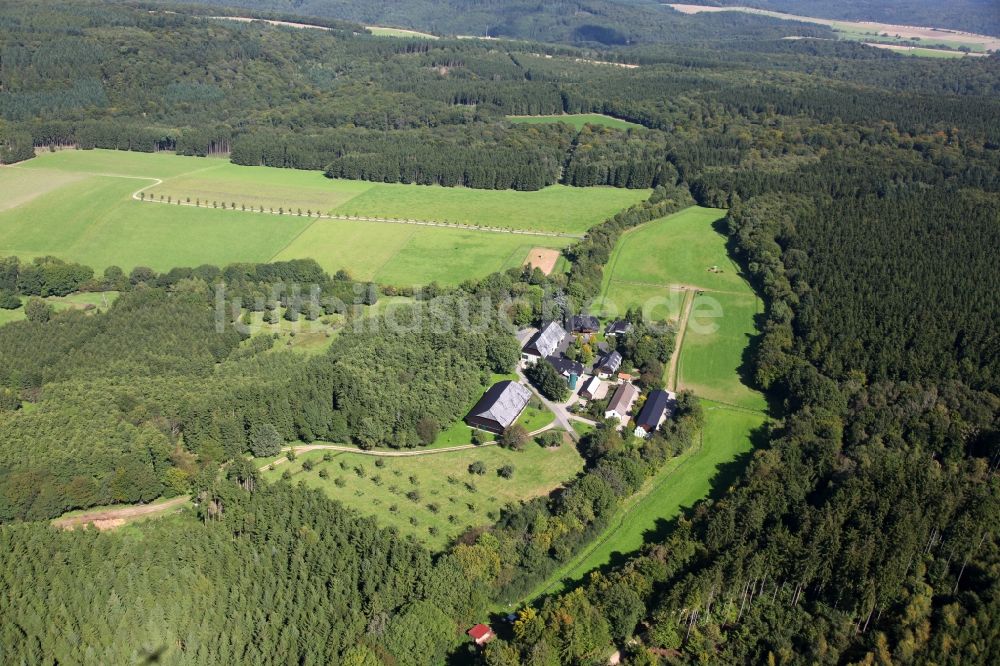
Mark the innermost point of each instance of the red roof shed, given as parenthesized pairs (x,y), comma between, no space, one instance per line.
▬▬▬▬▬▬▬▬▬▬
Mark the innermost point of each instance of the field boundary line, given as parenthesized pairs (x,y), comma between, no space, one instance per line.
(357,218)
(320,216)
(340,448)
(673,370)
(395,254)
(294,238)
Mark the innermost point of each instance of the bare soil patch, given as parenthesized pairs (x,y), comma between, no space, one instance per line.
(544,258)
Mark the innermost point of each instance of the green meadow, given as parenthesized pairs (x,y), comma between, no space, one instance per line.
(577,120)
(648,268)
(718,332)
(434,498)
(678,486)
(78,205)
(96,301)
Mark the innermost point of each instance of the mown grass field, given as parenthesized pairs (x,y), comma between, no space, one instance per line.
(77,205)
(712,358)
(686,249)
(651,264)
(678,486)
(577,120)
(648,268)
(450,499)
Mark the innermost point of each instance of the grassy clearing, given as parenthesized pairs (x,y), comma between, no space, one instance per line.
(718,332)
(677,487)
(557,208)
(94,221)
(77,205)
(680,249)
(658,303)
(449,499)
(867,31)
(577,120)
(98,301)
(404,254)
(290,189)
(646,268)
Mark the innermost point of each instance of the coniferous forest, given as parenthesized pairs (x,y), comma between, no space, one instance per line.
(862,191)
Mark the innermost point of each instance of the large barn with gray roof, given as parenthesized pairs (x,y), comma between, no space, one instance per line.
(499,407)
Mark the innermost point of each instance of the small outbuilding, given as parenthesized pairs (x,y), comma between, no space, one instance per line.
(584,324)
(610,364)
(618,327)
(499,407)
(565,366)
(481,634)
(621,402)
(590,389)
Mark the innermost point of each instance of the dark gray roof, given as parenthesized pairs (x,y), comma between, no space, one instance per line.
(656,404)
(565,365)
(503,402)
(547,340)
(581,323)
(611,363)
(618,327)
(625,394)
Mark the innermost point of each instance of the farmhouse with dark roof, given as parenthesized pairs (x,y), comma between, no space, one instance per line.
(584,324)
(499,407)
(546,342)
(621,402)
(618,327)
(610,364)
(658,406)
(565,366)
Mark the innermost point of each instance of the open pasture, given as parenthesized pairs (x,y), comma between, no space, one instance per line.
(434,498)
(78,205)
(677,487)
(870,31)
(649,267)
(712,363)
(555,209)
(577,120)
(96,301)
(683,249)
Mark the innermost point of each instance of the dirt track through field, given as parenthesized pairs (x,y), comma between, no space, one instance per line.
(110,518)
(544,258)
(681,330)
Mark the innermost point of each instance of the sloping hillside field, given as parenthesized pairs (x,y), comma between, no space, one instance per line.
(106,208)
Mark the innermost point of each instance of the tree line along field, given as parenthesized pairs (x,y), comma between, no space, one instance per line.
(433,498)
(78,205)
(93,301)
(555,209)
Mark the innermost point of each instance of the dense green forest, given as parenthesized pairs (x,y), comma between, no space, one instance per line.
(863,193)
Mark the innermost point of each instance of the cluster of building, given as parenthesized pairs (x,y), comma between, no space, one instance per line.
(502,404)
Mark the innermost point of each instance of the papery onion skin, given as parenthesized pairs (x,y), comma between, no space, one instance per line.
▬▬▬▬▬▬▬▬▬▬
§ REQUIRED TASK
Pull out each line in the items above that contains the word "green". Treat case as significant.

§ COMPLETE OUTPUT
Mark the innermost point of each instance of the green meadow, given as parenthesized pairs (x,y), comma between, no space, one instance per line.
Mark the innermost point of each instance of the dense green forest, given as parenthesized pairs (x,y), comma between, no space, one instance per line.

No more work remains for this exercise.